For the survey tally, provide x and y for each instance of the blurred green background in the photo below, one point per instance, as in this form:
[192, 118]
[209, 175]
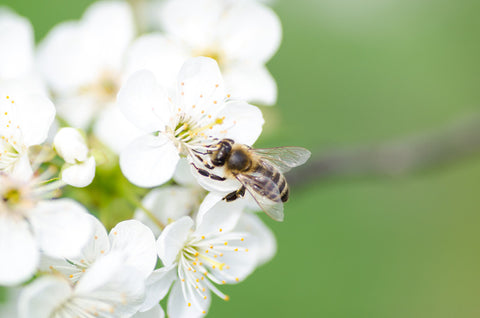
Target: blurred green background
[354, 72]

What to work on>
With the pictures excluded, restate the material exactly as it stands.

Expected output>
For the survey tally, provide x and y for each instance of the blurred green background in the photo below, one point per instance, as in this form:
[192, 118]
[209, 175]
Target: blurred green background
[354, 72]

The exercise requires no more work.